* **Exercise**:
Reproduce the stretch of the Asemani memorandum opinion from "BILLY G. ASEMANI, #339-096" through "STATES DISTRICT JUDGE.", word for word.

* **Source document**:
##########

United States District Court, D. Maryland

October 21, 2016

BILLY G. ASEMANI, #339-096 Plaintiff,
v.
WEXFORD HEALTH SOURCES, INC., Defendant

          MEMORANDUM OPINION

          RICHARD D. BENNETT UNITED STATES DISTRICT JUDGE.

         On October 19, 2016, Billy G. Asemani, an inmate at Eastern Correctional Institution, filed this Complaint pursuant to 42 U.S.C. §1983 against Wexford Health Sources (“Wexford), Inc. He faults Wexford for failing to authorize a medical shower pass for him. As relief, he asks this Court to compel the issuance of a pass. Asemani's Motion for Leave to Proceed in Forma Pauperis (ECF 2) will be granted. For reasons to follow, the Complaint will be DISMISSED without prejudice.

         FACTUAL BACKGROUND

         Asemani, who is in protective custody status, claims that on August 18, 2016, he asked correctional staff for a medical shower schedule because he uses crutches, braces, and straps. Asemani also states he needs additional time to shower due to incontinence and his need for additional hygiene, and is subjected to “verbal assault” by other inmates for taking too much time to shower and having his medical appliances in the way during regular shower times. (ECF 1). He claims to skip showers for two or three days sometimes because he fears he might sometime be involved in an altercation. Asemani blames skipping showers as the cause of his “diaper rash.” (ECF 1, at 9). Notably, Asemani indicates in supplemental materials that his shower concerns do not ordinarily arise on Mondays, Wednesdays, or Fridays because the morning shower schedule at those times does not attracts as many inmates. (ECF 1-4).

##########

[Stored data]
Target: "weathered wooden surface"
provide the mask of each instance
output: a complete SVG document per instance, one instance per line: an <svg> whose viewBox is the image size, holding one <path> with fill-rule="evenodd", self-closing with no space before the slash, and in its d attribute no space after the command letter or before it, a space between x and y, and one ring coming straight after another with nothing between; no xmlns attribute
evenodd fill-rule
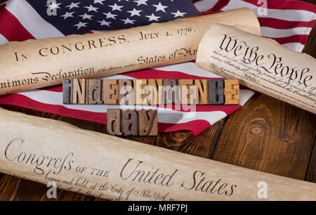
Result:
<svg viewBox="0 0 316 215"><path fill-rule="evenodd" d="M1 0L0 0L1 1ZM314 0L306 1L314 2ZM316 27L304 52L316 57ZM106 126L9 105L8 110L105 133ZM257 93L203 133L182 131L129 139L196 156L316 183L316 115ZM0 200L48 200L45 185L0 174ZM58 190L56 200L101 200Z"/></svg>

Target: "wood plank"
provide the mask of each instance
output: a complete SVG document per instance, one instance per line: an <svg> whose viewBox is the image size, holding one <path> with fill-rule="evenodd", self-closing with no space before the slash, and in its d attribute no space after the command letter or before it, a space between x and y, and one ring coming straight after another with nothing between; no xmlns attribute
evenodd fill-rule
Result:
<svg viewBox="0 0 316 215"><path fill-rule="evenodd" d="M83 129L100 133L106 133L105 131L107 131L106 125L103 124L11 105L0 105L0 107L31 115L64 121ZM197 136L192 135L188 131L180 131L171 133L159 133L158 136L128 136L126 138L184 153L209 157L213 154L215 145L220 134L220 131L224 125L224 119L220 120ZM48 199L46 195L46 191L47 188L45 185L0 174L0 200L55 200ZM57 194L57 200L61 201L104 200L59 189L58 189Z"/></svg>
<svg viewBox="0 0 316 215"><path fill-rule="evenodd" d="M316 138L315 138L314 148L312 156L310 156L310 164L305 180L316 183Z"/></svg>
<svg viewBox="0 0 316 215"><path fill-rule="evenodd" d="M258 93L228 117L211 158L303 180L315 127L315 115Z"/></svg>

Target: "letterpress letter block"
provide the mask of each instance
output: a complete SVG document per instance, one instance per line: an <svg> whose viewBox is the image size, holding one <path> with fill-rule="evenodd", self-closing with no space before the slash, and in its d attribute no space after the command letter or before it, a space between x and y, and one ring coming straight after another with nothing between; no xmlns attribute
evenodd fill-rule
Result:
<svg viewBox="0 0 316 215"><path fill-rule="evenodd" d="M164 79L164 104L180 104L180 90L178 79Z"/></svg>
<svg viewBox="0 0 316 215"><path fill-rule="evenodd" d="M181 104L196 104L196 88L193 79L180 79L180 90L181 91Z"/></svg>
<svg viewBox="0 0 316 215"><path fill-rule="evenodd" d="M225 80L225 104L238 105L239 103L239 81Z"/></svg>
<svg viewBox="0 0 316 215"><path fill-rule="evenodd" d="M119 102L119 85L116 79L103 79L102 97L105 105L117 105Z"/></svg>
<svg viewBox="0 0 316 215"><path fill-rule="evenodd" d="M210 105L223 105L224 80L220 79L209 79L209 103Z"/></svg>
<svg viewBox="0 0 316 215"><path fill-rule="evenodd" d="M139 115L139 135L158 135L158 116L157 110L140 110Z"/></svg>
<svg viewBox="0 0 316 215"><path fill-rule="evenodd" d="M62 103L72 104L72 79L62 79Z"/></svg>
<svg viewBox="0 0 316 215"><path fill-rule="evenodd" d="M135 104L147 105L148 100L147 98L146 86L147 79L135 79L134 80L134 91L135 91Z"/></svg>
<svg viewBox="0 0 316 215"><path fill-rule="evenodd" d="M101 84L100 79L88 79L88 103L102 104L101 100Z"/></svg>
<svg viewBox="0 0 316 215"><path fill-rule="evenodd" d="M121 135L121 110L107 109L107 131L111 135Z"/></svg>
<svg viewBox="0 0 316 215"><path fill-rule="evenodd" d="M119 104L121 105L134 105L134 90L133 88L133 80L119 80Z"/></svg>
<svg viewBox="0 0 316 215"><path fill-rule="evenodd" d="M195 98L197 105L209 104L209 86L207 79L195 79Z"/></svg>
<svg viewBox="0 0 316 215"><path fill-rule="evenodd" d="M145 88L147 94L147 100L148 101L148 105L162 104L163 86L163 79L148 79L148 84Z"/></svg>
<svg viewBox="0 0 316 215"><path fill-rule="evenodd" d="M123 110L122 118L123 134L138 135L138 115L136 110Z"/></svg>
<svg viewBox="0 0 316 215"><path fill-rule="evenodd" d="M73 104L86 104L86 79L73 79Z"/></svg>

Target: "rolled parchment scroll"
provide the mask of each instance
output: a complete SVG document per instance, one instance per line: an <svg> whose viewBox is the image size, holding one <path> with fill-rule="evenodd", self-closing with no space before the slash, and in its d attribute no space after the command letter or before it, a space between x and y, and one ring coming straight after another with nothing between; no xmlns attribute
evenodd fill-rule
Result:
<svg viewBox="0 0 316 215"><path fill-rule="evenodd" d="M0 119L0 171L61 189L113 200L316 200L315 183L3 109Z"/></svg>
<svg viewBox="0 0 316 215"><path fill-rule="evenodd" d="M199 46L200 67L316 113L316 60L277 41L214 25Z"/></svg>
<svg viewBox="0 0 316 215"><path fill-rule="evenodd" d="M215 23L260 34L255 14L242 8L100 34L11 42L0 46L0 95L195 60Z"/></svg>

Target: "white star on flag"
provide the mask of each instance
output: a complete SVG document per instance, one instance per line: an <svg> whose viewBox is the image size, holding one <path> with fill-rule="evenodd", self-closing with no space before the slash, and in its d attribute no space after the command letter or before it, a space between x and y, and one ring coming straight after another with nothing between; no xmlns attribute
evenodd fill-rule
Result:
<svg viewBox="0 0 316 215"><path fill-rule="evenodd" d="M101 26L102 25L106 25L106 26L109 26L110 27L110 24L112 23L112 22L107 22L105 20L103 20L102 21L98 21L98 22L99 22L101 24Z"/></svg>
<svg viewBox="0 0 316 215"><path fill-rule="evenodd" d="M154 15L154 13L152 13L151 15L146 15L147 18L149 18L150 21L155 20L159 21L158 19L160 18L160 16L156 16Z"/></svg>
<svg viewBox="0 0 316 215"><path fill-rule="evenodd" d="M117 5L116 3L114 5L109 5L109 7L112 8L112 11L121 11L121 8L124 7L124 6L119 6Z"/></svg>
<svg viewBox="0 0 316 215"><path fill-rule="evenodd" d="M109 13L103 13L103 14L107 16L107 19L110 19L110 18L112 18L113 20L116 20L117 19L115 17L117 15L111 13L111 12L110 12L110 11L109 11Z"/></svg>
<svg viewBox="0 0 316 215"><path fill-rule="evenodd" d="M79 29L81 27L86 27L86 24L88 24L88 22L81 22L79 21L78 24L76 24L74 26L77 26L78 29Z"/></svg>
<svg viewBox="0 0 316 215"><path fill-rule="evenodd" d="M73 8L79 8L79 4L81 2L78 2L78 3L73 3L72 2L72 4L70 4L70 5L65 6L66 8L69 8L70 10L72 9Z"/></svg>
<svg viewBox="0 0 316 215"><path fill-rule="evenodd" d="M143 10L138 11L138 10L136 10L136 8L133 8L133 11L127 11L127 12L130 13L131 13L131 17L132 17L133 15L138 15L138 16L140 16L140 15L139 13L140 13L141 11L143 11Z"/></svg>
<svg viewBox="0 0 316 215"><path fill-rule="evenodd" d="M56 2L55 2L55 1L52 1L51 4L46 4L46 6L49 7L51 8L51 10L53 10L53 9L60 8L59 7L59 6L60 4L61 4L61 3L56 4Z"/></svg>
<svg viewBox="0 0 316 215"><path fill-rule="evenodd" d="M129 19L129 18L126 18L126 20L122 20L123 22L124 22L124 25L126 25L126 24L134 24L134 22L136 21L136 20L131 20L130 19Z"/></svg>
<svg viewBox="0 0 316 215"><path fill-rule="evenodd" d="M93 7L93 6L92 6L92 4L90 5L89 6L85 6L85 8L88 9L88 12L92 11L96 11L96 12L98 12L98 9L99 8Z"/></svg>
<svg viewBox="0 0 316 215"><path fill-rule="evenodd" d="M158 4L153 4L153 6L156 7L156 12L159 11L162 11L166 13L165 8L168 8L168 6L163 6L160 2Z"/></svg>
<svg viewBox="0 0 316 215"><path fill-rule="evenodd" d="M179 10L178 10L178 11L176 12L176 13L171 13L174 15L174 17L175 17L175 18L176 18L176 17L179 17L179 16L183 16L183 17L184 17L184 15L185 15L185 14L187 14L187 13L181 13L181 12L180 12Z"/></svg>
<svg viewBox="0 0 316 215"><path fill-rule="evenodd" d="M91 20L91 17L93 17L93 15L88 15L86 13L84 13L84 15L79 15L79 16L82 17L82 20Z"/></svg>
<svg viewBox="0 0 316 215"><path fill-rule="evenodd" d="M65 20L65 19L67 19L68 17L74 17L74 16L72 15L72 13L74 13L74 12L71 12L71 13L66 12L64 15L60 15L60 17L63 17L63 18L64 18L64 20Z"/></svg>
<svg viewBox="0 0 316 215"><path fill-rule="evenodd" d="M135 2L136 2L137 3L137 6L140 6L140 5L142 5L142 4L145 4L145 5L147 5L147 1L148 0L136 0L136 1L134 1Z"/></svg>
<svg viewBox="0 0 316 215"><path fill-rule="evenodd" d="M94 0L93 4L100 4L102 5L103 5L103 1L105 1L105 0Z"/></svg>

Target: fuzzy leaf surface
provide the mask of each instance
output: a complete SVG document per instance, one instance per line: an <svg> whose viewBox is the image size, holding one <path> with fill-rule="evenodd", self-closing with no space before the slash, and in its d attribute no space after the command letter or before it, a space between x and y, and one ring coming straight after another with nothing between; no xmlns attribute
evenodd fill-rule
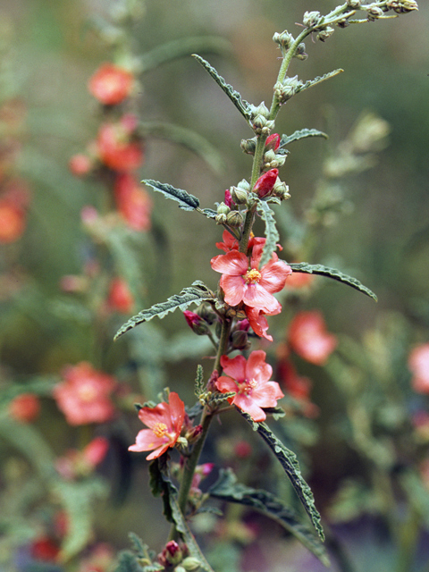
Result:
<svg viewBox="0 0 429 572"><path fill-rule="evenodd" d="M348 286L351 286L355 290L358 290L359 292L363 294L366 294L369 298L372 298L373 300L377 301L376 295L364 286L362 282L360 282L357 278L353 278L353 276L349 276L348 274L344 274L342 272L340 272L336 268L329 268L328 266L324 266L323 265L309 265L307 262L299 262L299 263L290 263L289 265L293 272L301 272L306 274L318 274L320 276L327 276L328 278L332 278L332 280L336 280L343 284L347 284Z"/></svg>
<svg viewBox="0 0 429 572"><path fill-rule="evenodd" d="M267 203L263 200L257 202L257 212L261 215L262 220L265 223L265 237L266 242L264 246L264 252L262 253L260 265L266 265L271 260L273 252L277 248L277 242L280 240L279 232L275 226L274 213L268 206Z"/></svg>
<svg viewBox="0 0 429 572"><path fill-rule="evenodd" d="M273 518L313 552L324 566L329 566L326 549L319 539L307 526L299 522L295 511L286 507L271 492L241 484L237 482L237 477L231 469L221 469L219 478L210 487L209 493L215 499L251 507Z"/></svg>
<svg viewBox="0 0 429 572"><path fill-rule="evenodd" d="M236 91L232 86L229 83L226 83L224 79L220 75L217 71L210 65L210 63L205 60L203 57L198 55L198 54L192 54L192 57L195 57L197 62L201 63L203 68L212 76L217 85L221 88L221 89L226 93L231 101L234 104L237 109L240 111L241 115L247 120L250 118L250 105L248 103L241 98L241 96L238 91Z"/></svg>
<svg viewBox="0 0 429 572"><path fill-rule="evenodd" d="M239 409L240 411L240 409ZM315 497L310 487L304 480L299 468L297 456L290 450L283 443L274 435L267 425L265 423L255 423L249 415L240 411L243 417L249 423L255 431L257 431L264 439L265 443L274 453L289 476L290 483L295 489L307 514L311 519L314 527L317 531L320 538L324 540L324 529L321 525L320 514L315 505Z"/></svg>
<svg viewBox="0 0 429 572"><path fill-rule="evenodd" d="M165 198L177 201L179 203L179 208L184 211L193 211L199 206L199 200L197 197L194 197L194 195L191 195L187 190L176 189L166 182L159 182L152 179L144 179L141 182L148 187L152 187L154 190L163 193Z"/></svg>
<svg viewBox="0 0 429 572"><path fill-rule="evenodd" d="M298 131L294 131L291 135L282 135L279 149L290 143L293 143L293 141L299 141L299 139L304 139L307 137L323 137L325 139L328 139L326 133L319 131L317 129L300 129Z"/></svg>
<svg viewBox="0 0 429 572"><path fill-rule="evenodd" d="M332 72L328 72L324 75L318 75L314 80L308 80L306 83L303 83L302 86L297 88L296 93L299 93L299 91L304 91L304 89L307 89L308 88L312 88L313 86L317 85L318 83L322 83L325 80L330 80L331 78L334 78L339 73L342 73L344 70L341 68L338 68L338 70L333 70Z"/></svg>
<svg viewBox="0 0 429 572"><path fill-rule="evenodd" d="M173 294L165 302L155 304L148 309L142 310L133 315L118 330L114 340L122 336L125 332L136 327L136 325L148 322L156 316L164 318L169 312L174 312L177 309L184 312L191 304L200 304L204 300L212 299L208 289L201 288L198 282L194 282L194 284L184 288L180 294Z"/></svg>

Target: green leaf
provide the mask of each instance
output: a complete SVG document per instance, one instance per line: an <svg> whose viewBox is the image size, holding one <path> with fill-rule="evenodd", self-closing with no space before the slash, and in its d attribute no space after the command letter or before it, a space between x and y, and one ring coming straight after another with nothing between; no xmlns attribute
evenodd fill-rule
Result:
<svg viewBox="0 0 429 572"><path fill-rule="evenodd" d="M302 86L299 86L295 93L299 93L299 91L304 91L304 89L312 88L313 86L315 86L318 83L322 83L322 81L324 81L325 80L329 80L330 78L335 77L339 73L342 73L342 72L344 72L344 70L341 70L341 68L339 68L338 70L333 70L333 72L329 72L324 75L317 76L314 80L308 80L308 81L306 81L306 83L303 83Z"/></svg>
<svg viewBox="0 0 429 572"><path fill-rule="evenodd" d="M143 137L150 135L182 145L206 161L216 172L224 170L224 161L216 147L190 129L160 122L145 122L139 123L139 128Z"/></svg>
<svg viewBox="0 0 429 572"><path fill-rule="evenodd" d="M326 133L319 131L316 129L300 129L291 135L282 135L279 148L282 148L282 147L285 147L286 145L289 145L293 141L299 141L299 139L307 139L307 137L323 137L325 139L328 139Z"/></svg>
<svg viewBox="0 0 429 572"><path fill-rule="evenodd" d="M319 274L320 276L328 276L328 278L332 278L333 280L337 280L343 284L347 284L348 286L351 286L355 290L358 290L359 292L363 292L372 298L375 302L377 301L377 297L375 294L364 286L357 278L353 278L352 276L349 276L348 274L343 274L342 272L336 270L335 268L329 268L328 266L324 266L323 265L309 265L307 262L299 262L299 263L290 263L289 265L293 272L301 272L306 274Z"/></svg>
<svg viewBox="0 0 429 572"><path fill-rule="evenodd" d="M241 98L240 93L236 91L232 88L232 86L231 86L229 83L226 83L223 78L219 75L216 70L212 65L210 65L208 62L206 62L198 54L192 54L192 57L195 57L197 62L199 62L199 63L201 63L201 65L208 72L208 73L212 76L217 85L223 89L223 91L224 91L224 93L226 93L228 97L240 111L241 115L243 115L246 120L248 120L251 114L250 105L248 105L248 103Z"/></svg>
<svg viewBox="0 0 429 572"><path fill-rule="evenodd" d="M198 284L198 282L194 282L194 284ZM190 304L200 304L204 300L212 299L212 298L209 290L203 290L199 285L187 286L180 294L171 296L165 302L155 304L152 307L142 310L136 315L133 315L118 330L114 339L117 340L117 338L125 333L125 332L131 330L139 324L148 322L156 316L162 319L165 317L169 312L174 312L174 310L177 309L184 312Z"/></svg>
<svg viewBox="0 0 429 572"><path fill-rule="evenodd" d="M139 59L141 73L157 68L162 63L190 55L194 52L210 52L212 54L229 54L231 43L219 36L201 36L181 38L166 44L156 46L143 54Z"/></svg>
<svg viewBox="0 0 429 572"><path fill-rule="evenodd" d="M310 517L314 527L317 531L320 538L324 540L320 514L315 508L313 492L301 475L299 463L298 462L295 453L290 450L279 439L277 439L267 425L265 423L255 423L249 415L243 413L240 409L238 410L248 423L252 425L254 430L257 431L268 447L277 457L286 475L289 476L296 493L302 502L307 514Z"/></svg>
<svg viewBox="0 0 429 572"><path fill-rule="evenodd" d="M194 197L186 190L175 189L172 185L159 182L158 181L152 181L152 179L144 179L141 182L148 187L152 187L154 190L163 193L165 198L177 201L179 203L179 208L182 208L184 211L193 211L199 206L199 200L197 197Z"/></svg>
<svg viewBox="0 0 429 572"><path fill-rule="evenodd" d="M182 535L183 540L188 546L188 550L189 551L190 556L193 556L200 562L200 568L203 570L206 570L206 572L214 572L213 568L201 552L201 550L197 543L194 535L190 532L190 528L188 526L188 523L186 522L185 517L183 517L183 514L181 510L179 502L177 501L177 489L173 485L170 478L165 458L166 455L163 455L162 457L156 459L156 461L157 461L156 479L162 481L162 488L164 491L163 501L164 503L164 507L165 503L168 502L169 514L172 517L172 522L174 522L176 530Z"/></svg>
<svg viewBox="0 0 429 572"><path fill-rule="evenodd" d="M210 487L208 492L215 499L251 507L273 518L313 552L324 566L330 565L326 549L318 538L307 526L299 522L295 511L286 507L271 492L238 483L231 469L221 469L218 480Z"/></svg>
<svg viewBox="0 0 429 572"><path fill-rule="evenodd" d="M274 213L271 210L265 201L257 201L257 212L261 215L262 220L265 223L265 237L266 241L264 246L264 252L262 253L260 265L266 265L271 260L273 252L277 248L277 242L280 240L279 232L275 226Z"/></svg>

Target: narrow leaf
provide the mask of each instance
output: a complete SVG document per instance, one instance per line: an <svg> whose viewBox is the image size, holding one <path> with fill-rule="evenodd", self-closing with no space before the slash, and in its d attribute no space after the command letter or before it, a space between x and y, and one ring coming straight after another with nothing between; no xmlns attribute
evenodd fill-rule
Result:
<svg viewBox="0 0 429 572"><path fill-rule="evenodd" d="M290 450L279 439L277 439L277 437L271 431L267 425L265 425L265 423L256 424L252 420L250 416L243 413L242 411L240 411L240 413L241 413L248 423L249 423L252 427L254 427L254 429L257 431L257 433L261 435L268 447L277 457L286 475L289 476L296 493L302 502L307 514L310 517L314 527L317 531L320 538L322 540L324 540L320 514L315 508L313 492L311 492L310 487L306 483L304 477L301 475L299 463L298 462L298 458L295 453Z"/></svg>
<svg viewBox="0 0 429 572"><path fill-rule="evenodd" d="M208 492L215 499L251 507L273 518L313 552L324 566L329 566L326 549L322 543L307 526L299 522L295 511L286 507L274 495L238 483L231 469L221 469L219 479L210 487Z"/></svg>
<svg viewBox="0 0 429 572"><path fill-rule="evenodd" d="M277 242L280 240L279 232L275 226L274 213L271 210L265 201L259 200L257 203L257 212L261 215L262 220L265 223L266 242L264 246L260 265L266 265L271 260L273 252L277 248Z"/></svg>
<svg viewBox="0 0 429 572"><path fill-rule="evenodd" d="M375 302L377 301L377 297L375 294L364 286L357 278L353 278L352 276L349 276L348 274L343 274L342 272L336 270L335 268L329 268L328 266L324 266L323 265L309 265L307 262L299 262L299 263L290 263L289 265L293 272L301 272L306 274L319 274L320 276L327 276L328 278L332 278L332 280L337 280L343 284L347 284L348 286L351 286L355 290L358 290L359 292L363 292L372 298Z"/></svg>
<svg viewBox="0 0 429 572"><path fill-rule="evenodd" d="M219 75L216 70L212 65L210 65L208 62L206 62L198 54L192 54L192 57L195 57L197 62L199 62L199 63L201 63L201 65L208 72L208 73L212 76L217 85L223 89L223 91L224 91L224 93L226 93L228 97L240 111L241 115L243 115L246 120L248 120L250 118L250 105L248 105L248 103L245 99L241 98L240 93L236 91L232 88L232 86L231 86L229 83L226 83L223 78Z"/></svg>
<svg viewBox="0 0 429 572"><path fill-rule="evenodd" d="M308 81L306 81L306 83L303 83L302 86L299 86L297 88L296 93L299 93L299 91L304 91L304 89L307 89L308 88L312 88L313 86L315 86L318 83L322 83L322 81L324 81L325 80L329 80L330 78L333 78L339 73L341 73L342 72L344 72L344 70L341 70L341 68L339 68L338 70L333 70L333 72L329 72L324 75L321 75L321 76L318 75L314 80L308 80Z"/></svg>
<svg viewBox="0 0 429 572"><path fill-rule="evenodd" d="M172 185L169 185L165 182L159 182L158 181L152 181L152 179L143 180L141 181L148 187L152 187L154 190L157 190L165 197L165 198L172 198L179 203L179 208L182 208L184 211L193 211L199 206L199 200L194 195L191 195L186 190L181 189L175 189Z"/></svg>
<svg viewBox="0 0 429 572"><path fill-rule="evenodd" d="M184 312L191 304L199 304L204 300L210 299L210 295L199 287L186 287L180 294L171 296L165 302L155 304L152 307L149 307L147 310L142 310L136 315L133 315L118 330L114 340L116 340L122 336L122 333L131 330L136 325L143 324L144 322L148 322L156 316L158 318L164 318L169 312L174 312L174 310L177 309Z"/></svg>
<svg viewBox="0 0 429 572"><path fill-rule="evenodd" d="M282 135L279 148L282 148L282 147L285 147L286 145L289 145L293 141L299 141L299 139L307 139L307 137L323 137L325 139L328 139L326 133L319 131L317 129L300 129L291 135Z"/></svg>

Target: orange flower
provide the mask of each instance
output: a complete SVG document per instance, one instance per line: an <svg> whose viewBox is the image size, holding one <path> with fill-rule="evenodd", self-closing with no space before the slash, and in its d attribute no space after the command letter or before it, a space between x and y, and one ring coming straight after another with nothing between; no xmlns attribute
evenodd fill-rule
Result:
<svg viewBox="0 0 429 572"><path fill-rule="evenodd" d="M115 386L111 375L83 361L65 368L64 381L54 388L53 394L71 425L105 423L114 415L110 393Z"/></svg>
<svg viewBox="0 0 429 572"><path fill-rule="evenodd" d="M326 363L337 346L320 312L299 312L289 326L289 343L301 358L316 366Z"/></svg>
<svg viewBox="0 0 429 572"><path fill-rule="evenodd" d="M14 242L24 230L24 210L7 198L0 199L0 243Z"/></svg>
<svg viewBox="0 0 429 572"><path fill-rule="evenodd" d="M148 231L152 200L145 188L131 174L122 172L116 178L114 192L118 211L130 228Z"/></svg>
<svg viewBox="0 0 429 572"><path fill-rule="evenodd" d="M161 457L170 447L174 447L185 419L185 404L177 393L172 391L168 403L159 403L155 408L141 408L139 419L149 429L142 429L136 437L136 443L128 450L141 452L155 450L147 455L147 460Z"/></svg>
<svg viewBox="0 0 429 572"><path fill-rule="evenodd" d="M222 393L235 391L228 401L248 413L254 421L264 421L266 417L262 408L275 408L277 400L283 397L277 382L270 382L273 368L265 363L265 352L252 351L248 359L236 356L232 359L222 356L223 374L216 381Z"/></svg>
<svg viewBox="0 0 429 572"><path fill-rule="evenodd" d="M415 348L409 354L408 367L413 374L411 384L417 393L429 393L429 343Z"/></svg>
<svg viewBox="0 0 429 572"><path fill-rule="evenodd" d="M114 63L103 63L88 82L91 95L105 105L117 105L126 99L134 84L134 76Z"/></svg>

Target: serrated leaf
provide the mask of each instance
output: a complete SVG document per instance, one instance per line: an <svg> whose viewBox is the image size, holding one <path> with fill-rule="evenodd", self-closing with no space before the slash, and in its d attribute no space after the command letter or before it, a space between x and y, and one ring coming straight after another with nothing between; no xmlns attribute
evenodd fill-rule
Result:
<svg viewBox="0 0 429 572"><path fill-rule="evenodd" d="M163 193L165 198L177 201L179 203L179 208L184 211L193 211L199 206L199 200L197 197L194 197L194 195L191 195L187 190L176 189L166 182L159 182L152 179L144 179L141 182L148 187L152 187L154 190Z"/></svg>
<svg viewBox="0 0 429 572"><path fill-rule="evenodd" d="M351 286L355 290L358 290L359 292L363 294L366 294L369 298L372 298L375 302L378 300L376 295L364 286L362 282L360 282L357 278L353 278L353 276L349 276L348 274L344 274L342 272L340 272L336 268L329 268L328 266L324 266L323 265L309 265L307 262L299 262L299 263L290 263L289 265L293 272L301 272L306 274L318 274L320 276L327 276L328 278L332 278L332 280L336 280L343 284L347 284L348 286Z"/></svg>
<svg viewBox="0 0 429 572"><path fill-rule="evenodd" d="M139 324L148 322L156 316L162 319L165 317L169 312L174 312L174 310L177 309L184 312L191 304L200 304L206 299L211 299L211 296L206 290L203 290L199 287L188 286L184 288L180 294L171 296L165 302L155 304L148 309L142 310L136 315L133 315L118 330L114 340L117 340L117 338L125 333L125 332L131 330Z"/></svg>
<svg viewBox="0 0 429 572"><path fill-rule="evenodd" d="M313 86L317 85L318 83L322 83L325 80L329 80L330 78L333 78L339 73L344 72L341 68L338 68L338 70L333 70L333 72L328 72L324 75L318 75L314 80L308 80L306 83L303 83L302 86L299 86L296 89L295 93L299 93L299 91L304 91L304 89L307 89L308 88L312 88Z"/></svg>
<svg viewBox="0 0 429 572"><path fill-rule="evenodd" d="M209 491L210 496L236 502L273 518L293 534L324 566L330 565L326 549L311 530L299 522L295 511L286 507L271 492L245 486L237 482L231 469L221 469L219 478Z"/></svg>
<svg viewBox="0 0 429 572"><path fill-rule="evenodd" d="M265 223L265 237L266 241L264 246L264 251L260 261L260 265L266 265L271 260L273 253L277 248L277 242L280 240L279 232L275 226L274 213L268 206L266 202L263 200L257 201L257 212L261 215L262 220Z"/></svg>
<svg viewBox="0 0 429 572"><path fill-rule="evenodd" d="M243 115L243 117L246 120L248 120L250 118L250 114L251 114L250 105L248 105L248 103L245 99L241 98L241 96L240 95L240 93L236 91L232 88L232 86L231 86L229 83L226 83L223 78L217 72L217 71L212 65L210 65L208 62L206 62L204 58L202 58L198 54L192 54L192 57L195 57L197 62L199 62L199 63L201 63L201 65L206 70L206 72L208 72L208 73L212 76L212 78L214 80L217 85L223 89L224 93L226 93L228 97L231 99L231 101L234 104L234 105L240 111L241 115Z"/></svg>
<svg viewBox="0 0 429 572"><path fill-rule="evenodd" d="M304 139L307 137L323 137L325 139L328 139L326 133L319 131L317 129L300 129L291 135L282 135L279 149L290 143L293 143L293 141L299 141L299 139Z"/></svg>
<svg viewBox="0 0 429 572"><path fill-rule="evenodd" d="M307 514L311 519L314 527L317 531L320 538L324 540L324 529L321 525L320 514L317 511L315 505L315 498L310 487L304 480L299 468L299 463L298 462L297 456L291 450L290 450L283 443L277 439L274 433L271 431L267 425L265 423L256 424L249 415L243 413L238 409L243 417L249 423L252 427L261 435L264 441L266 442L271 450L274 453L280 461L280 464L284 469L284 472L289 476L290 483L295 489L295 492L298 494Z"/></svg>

##########

* **Solution below**:
BILLY G. ASEMANI, #339-096 Plaintiff,
v.
WEXFORD HEALTH SOURCES, INC., Defendant

          MEMORANDUM OPINION

          RICHARD D. BENNETT UNITED STATES DISTRICT JUDGE.